--- Texto proporcionado ---
El valor cronológico de cada año es el mismo: 365 días, horas más, horas menos; en cambio, el valor simbólico de cada año puede llegar a ser incalculable, inmenso, porque depende del provecho que nosotros saquemos a cada uno de nuestros días. De ahí que poner fin a un año equivale a ponderar lo que vivimos, a obtener el fruto de las lecciones aprendidas, a recoger lo más precioso de cada experiencia. En paralelo, dar la bienvenida al nuevo año implica el ejercicio de ver hacia adelante con renovado optimismo, creyendo que la página en blanco a punto de escribirse nos ofrece oportunidades fascinantes, dignas de ser vividas.
Si pensamos en El Salvador como única medida para calificar el año 2016, el resultado es, digámoslo pronto, poco alentador. La política ha mostrado algunos de sus peores ángulos en los meses transcurridos, la economía apenas ha conseguido evitar el naufragio —que por momentos parecía inminente— y la situación de la sociedad en general se ha mantenido en una línea constante hacia el declive. Que nuestras autoridades hayan acertado a dar con las soluciones integrales que el país reclama es la variable ausente en cualquier balance objetivo de la realidad actual. En enero teníamos un país con muy mala salud y en diciembre casi nos lo han metido en cuidados intensivos.
--- Datos de origen ---
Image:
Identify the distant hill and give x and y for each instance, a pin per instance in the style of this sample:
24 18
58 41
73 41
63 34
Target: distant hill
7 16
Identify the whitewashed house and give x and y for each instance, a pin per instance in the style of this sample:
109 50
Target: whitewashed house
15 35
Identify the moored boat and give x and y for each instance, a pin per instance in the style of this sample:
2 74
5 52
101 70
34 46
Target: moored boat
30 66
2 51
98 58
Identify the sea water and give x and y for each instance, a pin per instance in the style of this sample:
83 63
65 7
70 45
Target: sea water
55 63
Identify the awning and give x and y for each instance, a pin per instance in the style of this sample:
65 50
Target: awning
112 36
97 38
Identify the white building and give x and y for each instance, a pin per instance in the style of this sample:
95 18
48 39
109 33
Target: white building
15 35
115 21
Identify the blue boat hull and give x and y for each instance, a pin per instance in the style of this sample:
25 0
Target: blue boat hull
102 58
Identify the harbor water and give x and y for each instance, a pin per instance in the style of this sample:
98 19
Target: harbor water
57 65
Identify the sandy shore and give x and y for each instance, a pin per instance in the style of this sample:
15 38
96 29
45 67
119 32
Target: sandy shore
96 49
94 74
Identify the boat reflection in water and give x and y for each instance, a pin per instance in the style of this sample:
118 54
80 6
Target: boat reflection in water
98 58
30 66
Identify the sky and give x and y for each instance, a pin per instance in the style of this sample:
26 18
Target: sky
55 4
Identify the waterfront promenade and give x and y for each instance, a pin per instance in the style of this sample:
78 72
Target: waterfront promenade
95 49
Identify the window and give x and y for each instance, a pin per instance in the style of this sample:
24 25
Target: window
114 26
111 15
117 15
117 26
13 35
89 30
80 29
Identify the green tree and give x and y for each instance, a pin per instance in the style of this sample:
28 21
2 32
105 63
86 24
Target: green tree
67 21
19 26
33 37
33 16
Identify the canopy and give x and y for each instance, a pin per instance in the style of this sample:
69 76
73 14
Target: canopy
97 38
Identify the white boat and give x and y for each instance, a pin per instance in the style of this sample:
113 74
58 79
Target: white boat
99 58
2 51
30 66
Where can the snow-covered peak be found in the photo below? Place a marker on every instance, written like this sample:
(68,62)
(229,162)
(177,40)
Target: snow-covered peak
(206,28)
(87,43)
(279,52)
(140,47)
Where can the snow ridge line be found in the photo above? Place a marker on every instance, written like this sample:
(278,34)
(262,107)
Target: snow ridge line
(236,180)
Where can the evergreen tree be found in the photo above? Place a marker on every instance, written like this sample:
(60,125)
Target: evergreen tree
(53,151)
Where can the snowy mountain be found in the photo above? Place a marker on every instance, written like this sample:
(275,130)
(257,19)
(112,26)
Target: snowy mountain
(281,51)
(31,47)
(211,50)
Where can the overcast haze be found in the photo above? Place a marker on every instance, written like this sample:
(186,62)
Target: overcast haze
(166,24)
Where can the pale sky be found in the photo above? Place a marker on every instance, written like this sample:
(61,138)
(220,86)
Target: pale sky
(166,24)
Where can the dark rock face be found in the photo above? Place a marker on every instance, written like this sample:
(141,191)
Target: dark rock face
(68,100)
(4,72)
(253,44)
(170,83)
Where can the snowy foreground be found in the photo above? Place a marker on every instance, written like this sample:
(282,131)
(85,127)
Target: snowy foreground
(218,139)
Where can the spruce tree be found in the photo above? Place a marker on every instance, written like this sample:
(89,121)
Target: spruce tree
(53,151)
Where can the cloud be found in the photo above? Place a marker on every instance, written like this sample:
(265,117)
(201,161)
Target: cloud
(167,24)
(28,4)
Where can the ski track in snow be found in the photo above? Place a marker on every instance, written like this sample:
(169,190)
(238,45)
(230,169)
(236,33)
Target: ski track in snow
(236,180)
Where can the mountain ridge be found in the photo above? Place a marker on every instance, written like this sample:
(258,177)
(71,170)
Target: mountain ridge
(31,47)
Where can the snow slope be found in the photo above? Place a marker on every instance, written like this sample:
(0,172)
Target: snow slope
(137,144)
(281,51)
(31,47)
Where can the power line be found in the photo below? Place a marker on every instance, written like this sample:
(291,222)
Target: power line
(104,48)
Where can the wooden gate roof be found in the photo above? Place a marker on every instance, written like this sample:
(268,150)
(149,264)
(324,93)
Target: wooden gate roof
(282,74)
---
▶ Consigna 1
Reproduzca sin cambio alguno el fragmento del texto sobre el balance de 2016 que comienza en las palabras "Si pensamos en" y concluye tras "en cuidados intensivos.".
▶ Consigna 2
Según el texto sobre el balance de 2016, ¿cuál es el valor cronológico de cada año?

▶ Respuesta 1
Si pensamos en El Salvador como única medida para calificar el año 2016, el resultado es, digámoslo pronto, poco alentador. La política ha mostrado algunos de sus peores ángulos en los meses transcurridos, la economía apenas ha conseguido evitar el naufragio —que por momentos parecía inminente— y la situación de la sociedad en general se ha mantenido en una línea constante hacia el declive. Que nuestras autoridades hayan acertado a dar con las soluciones integrales que el país reclama es la variable ausente en cualquier balance objetivo de la realidad actual. En enero teníamos un país con muy mala salud y en diciembre casi nos lo han metido en cuidados intensivos.

▶ Respuesta 2
365 días, horas más, horas menos.